Continue the blog entry about hitchhiking and living with fewer cars, starting after its final sentence.

DOCUMENT
— START —
Organizing Notes

Bruce Gagnon is coordinator of the Global Network Against Weapons & Nuclear Power in Space. He offers his own reflections on organizing and the state of America's declining empire....

My Photo
Location: Bath, Maine, United States

Wednesday, January 29, 2014


Yesterday I needed to go to Brunswick which is about 10 miles from Bath.  I got a ride there with a friend.  After I did my errands I walked to my hitchhiking spot and stuck out my thumb.  Usually it takes about 10-15 minutes before anyone stops.  Yesterday it took me almost 30 minutes and it was as cold as hell out there.  You'd think people would want to help someone get out of the cold.

I can see why women would be reluctant to pick up a male hitchhiker.  So I don't expect that to happen and never do get a ride from women.  But you wouldn't believe how many men just pass me by.  (I take off my shaded glasses so people can see my eyes.)  Even the tough guys, driving the big V-8 zoom-zooming trucks, pass me by.  My ride yesterday was from a man who delivers mail to rural post boxes.  We had a nice chat about climate change and even a laugh. 

We have been taught not to trust anyone - we even fear our neighbors, and sometimes even our own families.  Everyone knows that cars are the 'biggest security blanket' one can have in life.  Homeless people often sleep in their cars.  A person's car is their castle.  The inference then is that anyone without a car must be approached with extreme caution - they are way out of the normal.  And so the people do just that......

When MB, Karen and I moved into the Addams-Melman House in 2007 we had three cars between us.  After a bit I sold mine.  Then two years ago Karen sold her car, so now we are down to one vehicle between us.  It's caused me to walk more, hitch a ride when I can, or pay a cab.  I feel good about this because I hate cars and what they do to the planet and to community building.  I want more public transit.  Bath Iron Works (BIW) here in our city of 10,000 residents should be building commuter rail systems.  We need commuter rail from Bath down to Portland.  If we had that then MB could take the train to work and we could get rid of our last car.  But it won't happen unless and until we demand it.  The great abolitionist Frederick Douglass said, "Power concedes nothing without a demand. It never did and it never will."
— END —
DATA SEGMENT
— START —
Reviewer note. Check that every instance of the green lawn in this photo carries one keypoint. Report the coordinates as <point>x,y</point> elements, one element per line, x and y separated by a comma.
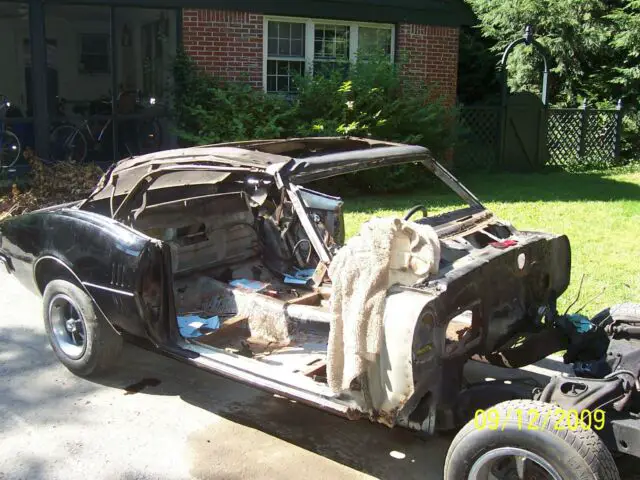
<point>600,213</point>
— END —
WRITTEN RESPONSE
The conversion process would benefit labor, the environment, peace as well as social justice movements.  Economists have demonstrated that we'd get twice as many jobs building rail than we presently get building destroyers at BIW.  The Machinists Union last year passed a resolution at their national convention calling for conversion of the military industrial complex.  They asked their locals to get involved in the conversion issue.  The state of Connecticut passed a law in 2012 to set up a statewide commission to create a conversion plan since their state economy is heavily dependent on military production.  Other states are now working on this same law.  Here in Bath we have a meeting soon to see if we can bring the conversion issue alive in our community.  Unless we create jobs for military production workers we will never end war.

On my three visits to Cuba, back in the time when I lived in Florida and organized citizen trips to that country, I was always impressed by how people there handled hitchhikers.  Cubanos would gather at a particular place and any vehicle that had an available space would stop.  Cars, motorbikes, trucks, or buses would all stop and load up whoever they could.  People would pull each other aboard and would be smiling and laughing.  The feeling of community and shared life struggle, a fundamentally spiritual notion, was rich in the air.

I want that here in Maine too.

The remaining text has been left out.